贪心算法--Packets

POJ:http://poj.org/problem?id=1017

Description

A factory produces products packed in square packets of the same height h and of the sizes 1*1, 2*2, 3*3, 4*4, 5*5, 6*6. These products are always delivered to customers in the square parcels of the same height h as the products have and of the size 6*6. Because of the expenses it is the interest of the factory as well as of the customer to minimize the number of parcels necessary to deliver the ordered products from the factory to the customer. A good program solving the problem of finding the minimal number of parcels necessary to deliver the given products according to an order would save a lot of money. You are asked to make such a program.

提取的记录:

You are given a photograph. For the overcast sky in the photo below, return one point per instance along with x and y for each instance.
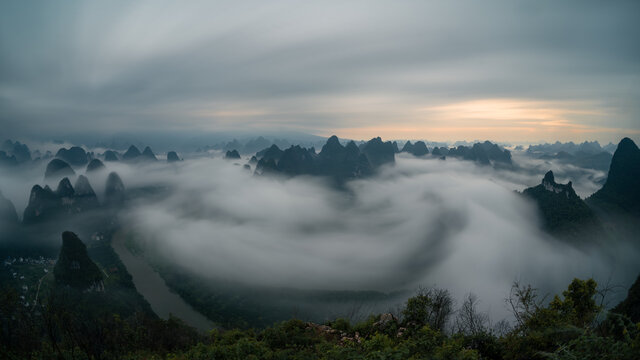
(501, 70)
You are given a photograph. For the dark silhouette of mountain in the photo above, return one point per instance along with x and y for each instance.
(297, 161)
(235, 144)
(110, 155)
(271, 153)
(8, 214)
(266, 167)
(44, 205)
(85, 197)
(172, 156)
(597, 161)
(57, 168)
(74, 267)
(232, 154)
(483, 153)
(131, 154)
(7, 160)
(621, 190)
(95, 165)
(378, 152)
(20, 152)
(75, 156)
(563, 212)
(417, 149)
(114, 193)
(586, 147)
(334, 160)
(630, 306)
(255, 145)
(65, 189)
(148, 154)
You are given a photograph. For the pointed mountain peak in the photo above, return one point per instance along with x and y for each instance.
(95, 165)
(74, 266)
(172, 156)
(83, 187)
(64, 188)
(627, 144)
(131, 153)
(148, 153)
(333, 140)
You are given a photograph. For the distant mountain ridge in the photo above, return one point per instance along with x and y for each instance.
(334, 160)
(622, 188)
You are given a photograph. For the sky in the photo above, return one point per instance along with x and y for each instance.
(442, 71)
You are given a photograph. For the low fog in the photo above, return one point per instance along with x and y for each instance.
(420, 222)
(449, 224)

---

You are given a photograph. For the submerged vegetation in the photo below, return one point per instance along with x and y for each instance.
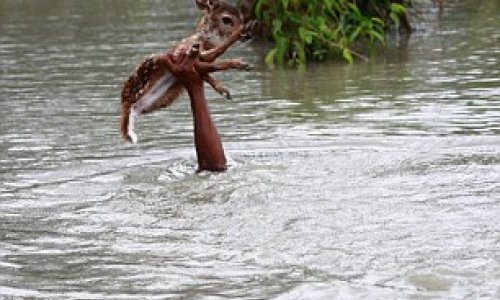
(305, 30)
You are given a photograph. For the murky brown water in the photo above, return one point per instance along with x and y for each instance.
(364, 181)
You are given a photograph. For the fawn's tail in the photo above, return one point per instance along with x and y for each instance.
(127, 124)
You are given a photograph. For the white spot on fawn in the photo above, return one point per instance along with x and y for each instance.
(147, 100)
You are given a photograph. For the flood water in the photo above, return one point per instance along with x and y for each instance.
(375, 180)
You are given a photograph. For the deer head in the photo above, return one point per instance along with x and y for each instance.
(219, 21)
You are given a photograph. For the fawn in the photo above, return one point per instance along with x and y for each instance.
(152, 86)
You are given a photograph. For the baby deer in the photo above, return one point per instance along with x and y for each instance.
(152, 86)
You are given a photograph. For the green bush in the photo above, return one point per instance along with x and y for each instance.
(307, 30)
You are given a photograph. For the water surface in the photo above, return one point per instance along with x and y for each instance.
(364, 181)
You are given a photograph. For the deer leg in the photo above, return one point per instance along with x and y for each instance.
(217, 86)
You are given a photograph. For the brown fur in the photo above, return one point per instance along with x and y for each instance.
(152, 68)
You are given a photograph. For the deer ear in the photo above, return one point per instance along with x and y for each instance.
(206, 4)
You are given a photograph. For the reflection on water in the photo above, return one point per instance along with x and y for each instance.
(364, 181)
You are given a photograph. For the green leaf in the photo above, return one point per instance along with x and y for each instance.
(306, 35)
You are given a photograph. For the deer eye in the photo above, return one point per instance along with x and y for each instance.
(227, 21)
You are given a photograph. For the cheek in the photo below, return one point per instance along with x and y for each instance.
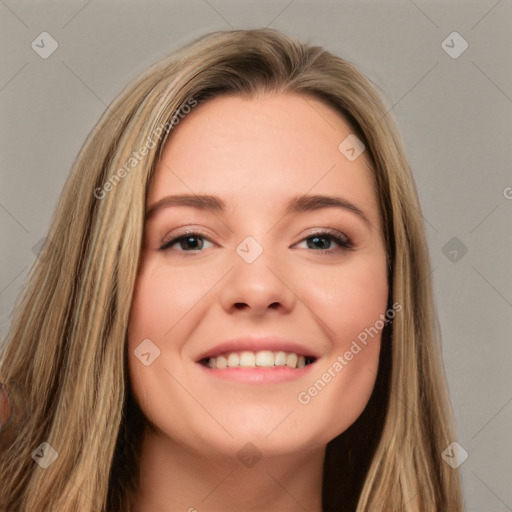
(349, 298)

---

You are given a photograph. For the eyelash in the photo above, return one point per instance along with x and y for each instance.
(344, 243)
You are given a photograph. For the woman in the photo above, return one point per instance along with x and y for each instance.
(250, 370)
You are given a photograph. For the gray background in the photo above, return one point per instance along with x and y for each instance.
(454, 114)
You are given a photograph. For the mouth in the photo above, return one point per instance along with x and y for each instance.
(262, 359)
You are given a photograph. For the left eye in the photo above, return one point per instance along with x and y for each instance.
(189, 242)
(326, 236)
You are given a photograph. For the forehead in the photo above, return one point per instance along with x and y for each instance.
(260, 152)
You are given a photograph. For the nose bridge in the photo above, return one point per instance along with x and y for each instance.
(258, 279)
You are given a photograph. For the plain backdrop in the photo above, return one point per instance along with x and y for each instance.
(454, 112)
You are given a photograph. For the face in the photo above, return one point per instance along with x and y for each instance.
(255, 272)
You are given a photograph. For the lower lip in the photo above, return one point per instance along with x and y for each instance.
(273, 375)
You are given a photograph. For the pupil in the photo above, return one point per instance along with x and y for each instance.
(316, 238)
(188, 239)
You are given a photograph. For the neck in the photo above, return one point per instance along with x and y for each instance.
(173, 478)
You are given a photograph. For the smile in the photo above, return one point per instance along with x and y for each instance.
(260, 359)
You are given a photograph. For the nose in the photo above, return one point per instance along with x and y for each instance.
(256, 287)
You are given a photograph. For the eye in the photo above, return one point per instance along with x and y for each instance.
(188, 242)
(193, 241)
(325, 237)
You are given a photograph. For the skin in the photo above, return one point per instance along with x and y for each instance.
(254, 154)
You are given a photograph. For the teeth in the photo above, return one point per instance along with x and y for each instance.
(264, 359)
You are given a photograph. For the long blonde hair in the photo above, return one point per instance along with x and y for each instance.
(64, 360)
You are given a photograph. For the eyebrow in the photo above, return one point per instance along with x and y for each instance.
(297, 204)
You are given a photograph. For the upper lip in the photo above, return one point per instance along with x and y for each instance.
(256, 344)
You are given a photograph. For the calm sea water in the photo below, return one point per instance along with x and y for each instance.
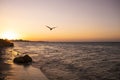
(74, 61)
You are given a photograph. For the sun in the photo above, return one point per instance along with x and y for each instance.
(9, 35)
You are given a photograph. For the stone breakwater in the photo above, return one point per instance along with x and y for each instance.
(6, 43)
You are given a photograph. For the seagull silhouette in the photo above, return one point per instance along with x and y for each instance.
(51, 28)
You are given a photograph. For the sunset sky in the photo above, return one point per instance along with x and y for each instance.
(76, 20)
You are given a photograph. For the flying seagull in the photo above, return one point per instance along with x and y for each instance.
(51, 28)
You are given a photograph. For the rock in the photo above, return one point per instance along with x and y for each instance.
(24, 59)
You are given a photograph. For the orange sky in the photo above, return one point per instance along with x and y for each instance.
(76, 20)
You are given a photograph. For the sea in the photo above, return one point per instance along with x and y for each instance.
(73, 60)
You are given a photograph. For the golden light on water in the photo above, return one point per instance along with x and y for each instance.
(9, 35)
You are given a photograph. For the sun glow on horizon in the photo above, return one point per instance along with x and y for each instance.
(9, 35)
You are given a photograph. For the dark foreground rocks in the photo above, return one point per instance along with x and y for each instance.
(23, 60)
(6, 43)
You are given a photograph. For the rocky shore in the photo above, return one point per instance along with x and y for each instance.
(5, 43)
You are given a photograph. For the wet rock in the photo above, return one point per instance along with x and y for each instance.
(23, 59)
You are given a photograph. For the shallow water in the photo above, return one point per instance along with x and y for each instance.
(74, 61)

问题与任务:
a) 在 Packets 题目中，送货用的方形包裹是多大尺寸？
b) 请从 Packets 题目最后一句之后接着往下写。

各题答案:
a) 6*6，高度与产品相同，均为 h。

b)
Input

The input file consists of several lines specifying orders. Each line specifies one order. Orders are described by six integers separated by one space representing successively the number of packets of individual size from the smallest size 1*1 to the biggest size 6*6. The end of the input file is indicated by the line containing six zeros.

Output

The output file contains one line for each line in the input file. This line contains the minimal number of parcels into which the order from the corresponding line of the input file can be packed. There is no line in the output file corresponding to the last ``null'' line of the input file.

Sample Input

0 0 4 0 0 1 
7 5 1 0 0 0 
0 0 0 0 0 0 

Sample Output

2 
1 

题目大意:所有的箱子都是6*6尺寸的，但是物品有1*1，2*2，3*3，4*4，5*5以及6*6尺寸的，要求把所有的物品放进箱子中，求最少需要多少箱子。
题目思路:对于6*6，5*5以及4*4尺寸的物品每个物品需要占有一个箱子，对于3*3的物品一个箱子可以放4个，2*2的物品箱子可以放9个，1*1的可以放36个。采用面积统计1*1箱子的空位，采用向上去整的方法统计箱子。先放置6*6，5*5、4*4、3*3向上取整得到所需箱子n1，统计剩余空格子（4*4、3*3尺寸的物品所在箱子），然后2*2尺寸的物品放入装有4*4、3*3的箱子(这一步要注意3*3所在的箱子剩余的能容纳2*2物品的数量)，空间不够准备新箱子n2（向上取整），统计（n1+n2）剩余空格子最后放入1x1尺寸的箱子，不够空间增加新箱子n3(向上取整)。总需箱子n1+n2+n3.
#include<iostream>
#include<cstdio>
#include<cstring>
/*程序思路:
先算出3X3 4X4 5X5 6X6需要n的箱子;
1X1 2X2填充其中;
1X1 2X2不过填充则另外启用新箱子m.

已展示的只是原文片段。